## Document passage
To reduce computational complexity of Algorithm 1, we propose the following tactics:

  1. 1.

    Taking \(x_{0}\) is proper in step (1) as Algorithm 1.

  2. 2.

    To compute \(w_1\in \mathbb {R}^n\), we take \(t_j=H_0c_1\), and then, we define \(w_1\) as follows:

    $$\begin{aligned} w_1=\left\{ \begin{array}{ll}\dfrac{1}{ {\rm sign}(t_{j_M})t_{j_M}},&{}i=j_M,\\ \\ 0,&{}i\ne j_M.\end{array}\right. \end{aligned}$$

    Then, we take \(t_{j_M}=\max \{|t_j|: j\in \{1,\ldots ,n\}, {\text { such that }} w_1^{\rm T}t_j=1 \}.\) To determine the other \(w_{2i-1}\in \mathbb {R}^n\), \(i=2,\ldots ,l\), we let \(t'_j=H_{l_{i-1}}c_{2i-1}\), and then, we continue by the similar way.

  3. 3.

    We can choose \(w_{2i}=z_i\in \mathbb {R}^n\), \(i=1,\ldots ,l\), by defining the next parameters \(d_j=H_ia_{2i}\), and

    $$\begin{aligned} w_{2i}=z_i=\left\{ \begin{array}{ll}\dfrac{1}{\text{ sign }(d_{j_M})d_{j_M}},&{}i=j_M,\\ \\ 0,&{}i\ne j_M.\end{array}\right. \end{aligned}$$

    Now, we take \(d_{j_M}=\max \{|d_j|: j\in \{1,\ldots ,n\}, \ {\text {such that}} \ w_{2i}^{\rm T}d_j=z_i^{\rm T}d_j=1\}.\)

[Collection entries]
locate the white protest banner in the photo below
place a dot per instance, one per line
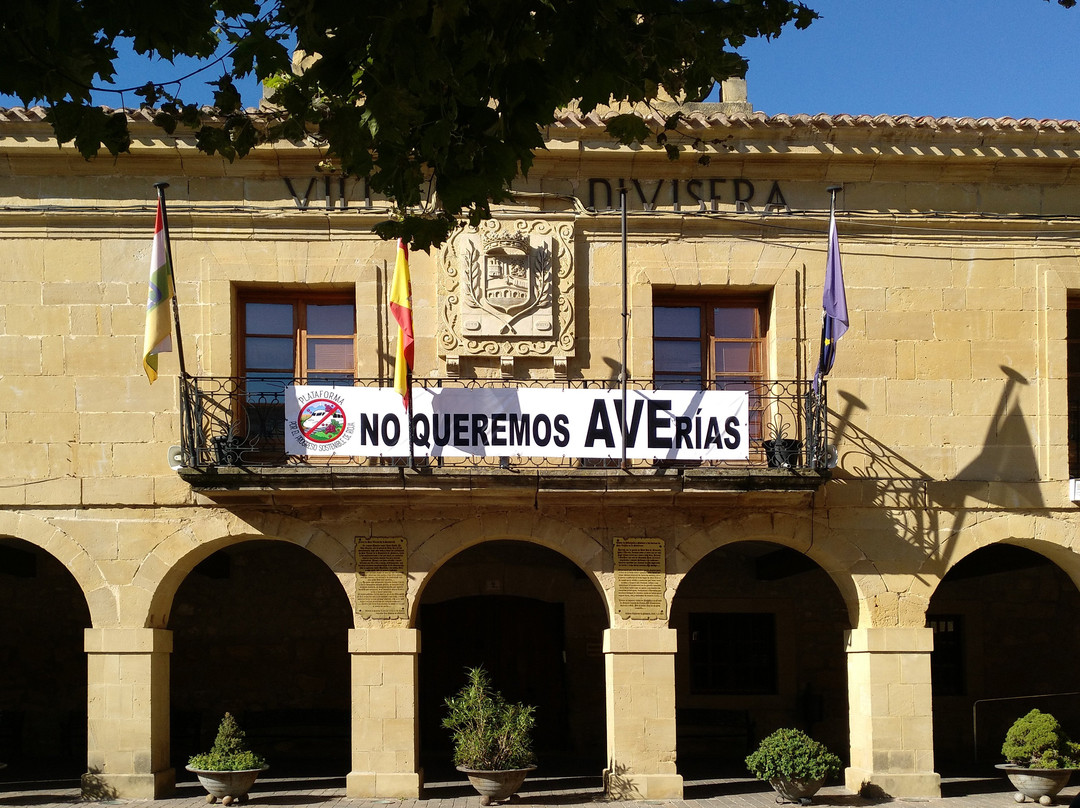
(662, 425)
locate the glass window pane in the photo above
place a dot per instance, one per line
(331, 379)
(268, 318)
(269, 352)
(676, 321)
(329, 354)
(734, 323)
(675, 381)
(338, 319)
(682, 357)
(267, 387)
(736, 357)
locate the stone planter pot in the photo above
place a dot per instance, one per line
(796, 790)
(1038, 784)
(229, 786)
(495, 786)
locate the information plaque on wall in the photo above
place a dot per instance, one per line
(381, 577)
(639, 579)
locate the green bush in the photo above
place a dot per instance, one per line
(229, 752)
(488, 734)
(1038, 741)
(792, 754)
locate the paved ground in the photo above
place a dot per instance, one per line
(566, 792)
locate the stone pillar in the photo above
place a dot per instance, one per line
(891, 712)
(385, 717)
(639, 668)
(127, 713)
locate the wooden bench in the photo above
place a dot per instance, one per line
(703, 729)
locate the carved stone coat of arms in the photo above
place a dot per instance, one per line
(505, 288)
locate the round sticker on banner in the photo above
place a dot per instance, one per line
(321, 420)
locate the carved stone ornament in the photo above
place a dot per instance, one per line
(505, 288)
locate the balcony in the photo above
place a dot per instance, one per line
(234, 440)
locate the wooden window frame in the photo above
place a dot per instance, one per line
(706, 305)
(300, 299)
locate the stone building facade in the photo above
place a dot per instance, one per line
(899, 593)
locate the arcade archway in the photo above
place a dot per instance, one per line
(1006, 640)
(260, 630)
(43, 615)
(536, 622)
(760, 646)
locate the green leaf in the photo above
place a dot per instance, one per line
(628, 129)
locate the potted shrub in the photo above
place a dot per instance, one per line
(1040, 755)
(229, 769)
(493, 739)
(795, 765)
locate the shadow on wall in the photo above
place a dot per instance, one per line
(996, 475)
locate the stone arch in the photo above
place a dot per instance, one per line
(165, 567)
(786, 529)
(1002, 611)
(577, 546)
(1048, 537)
(100, 598)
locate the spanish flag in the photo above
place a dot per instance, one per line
(401, 307)
(157, 337)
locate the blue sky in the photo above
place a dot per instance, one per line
(983, 58)
(989, 58)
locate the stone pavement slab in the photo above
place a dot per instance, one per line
(565, 792)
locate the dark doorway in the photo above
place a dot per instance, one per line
(489, 632)
(260, 630)
(42, 665)
(536, 622)
(1006, 641)
(760, 646)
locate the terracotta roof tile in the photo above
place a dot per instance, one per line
(698, 118)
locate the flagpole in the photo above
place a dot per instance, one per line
(815, 414)
(625, 324)
(832, 220)
(172, 275)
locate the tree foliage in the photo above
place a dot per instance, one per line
(229, 752)
(440, 103)
(792, 754)
(1037, 740)
(489, 734)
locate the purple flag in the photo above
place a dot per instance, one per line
(835, 304)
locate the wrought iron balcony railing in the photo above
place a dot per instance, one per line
(235, 421)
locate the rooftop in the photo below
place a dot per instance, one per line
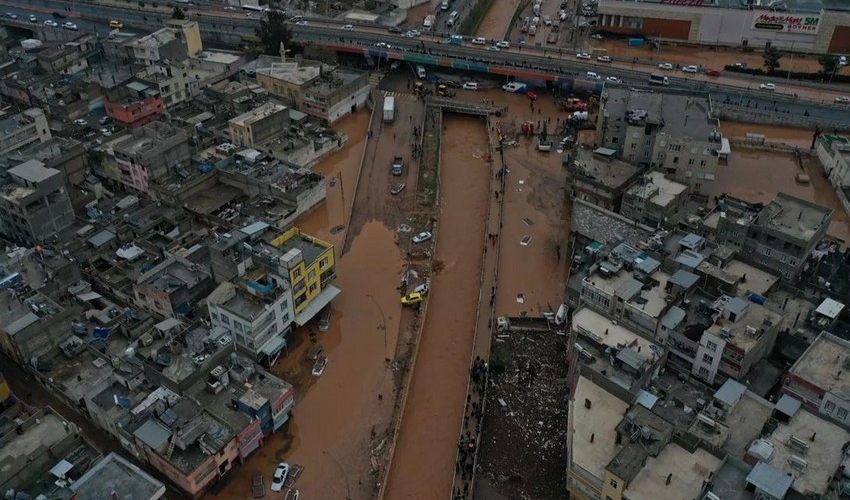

## Exercise set
1. Using the algorithm tactics passage, decide whether each statement agrees with it: (a) The tactics are proposed to reduce the computational complexity of Algorithm 1. (b) The remaining vectors w_{2i-1} are found by a method different from the one used for w_1. For each statement, answer yes or no and quote the words from the passage that settle it.
2. In which step does the algorithm tactics passage say that taking x_0 is proper?

## The results
1.
(a) Yes: "To reduce computational complexity of Algorithm 1, we propose the following tactics"
(b) No: "we continue by the similar way"

2. In step (1), as in Algorithm 1.